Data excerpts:
__________

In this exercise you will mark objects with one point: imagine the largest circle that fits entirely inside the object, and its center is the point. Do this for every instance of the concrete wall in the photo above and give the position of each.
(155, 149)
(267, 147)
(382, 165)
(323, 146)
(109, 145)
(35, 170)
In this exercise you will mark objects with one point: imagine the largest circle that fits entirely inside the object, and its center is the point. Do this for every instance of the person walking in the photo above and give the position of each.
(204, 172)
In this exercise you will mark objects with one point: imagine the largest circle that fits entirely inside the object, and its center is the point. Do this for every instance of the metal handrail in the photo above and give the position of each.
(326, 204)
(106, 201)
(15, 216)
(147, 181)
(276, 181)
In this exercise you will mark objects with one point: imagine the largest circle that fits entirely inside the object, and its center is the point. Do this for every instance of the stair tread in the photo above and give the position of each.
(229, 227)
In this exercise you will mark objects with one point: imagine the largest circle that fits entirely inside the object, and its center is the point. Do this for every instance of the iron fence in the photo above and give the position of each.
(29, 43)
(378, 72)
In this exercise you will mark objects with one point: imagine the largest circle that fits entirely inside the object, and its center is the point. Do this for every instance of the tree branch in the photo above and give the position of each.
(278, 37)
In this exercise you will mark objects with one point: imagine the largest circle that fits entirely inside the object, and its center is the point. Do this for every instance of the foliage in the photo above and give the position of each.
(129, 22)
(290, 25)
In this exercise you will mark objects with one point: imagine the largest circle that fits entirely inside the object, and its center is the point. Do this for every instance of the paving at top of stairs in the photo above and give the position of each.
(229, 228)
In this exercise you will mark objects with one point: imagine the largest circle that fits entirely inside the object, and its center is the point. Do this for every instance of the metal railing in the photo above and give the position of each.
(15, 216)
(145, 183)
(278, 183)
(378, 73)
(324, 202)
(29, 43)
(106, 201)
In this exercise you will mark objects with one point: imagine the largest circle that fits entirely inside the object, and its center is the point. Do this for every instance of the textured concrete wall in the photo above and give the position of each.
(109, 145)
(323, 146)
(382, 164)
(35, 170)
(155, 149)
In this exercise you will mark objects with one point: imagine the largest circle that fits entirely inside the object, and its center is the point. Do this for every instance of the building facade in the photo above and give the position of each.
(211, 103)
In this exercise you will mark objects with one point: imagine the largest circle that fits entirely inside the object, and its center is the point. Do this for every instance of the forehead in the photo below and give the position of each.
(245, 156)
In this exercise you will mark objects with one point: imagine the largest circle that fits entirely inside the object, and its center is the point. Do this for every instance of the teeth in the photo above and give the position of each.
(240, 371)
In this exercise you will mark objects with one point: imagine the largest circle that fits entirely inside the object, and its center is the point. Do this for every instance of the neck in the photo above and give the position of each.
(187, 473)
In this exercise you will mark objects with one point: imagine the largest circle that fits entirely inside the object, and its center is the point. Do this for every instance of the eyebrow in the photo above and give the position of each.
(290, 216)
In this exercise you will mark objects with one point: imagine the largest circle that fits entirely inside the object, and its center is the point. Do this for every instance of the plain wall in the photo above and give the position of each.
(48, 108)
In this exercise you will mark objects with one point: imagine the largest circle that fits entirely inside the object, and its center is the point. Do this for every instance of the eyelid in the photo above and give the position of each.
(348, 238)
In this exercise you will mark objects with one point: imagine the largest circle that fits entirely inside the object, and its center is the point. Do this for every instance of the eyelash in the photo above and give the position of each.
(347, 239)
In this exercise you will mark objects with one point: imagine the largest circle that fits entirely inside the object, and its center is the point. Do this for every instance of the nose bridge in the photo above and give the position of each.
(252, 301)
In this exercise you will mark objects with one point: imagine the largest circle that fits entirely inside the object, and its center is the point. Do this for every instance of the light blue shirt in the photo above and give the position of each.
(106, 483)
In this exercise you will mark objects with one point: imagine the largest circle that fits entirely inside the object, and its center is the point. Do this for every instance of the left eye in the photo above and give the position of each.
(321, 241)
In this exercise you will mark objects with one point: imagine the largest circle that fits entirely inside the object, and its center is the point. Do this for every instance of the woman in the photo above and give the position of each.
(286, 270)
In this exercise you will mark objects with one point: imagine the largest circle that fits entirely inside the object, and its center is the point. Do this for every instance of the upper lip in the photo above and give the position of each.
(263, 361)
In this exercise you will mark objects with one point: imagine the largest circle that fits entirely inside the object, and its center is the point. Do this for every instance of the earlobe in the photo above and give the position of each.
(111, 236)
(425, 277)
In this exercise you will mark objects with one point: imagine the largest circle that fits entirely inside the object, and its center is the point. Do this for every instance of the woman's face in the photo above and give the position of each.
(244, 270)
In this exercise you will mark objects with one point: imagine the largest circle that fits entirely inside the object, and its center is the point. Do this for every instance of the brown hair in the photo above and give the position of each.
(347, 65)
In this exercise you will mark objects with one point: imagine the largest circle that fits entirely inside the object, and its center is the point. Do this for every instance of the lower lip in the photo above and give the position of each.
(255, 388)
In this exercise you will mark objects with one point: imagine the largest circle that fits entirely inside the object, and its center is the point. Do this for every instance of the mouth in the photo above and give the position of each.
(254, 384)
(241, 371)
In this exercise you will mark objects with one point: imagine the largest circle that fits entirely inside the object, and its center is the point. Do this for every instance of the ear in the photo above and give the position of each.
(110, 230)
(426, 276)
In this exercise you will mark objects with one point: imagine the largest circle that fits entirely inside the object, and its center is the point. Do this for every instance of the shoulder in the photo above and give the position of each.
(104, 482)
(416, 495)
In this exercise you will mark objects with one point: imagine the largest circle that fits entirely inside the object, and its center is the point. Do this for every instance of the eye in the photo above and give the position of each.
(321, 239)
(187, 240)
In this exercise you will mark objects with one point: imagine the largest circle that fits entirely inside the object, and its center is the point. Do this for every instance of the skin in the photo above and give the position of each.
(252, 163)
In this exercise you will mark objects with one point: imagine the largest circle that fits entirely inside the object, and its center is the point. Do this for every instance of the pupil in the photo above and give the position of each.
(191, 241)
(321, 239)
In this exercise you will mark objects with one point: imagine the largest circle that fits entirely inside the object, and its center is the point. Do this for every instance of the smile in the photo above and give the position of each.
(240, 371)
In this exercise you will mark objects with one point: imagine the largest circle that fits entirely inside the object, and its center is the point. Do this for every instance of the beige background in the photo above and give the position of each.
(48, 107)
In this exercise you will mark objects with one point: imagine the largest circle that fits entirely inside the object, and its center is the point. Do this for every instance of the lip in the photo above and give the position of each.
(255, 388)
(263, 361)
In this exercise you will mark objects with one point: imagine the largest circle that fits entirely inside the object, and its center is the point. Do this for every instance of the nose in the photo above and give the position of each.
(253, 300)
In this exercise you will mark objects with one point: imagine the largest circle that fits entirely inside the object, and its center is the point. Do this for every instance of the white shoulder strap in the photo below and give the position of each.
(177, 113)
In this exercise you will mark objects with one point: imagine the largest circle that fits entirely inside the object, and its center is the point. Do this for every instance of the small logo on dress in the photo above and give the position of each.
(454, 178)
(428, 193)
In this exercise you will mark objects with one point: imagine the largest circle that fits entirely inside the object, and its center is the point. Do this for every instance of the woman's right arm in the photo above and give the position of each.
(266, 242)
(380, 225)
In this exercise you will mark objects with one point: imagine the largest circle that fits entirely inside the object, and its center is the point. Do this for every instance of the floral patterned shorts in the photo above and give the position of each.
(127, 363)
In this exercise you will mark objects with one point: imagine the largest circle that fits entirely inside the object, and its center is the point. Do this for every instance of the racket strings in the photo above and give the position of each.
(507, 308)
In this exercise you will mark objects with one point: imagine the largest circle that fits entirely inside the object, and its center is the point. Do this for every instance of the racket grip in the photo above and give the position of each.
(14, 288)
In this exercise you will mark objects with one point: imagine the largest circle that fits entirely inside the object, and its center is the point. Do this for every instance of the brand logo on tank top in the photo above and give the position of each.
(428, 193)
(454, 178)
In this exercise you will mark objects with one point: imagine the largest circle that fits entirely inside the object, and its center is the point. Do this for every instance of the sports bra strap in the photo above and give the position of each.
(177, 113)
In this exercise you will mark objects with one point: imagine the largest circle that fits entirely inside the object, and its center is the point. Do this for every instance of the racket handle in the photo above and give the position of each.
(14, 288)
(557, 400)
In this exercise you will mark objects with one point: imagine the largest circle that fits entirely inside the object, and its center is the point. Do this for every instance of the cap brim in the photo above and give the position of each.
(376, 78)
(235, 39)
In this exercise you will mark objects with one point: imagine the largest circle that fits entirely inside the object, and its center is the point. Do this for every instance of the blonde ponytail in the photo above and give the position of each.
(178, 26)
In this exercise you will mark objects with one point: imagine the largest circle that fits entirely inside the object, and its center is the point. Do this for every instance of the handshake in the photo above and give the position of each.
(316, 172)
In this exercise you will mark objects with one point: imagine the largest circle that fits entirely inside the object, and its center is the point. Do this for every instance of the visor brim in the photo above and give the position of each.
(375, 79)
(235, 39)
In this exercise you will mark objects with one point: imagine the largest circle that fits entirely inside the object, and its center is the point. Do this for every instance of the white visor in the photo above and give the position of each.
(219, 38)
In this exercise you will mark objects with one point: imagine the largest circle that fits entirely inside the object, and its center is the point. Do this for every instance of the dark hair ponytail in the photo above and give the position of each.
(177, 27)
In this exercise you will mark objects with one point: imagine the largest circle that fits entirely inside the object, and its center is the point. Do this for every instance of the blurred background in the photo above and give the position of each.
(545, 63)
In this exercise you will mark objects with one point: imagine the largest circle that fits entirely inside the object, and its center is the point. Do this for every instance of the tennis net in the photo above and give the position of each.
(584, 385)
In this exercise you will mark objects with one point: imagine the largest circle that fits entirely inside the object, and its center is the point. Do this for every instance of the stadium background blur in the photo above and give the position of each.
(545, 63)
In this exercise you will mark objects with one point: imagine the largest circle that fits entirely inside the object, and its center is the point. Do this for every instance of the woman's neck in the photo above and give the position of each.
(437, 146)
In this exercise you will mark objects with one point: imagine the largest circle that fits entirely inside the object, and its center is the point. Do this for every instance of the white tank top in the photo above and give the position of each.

__________

- _About this task_:
Give back, unchanged, every line from the one with "the white visor" to the end of the entries above.

- _Result of the exercise_:
In this exercise you will mark objects with one point: imagine the largest circle that fits entirely inside the object, and its center is the point. Do this for every instance of the white visor in the photo above and give the position of each.
(219, 38)
In this exercise you will mark objects with one point: imagine the largest circle that fits entirely inside the object, and its center is the point. Do this for every instance of the dark hair ponytail in the photo above and give the position of each.
(177, 27)
In this exercise you will mark objects with one point: imagine the largest circle that fits entirely inside the object, and its center is the point. Do this for every instance of the blurred background in the photo above and give the position of each.
(545, 63)
In this exercise you will mark objects with one point: imagine the largest circle that fits entirely inside the object, and its center is the point. Do this for every instance of the tennis net in the photo above and give the position of each.
(584, 385)
In this exercise you will mark objects with one point: imagine the largest circle that fits entirely inside the object, and its center is the point. Do this for every instance of the stadium background blur in the photo above and give the position of each.
(545, 63)
In this exercise you will mark objects with one point: imagine the largest circle that fits entirely inside the object, and its center is the point. Do this for every instance of the woman's neck in the photo above and give the position of each.
(437, 146)
In this exercise you will mark objects with one point: imagine the largest circle that fits entirely inside the object, and its center is the point. Do this for every instance of the white tank top in the photo above and give the position of each.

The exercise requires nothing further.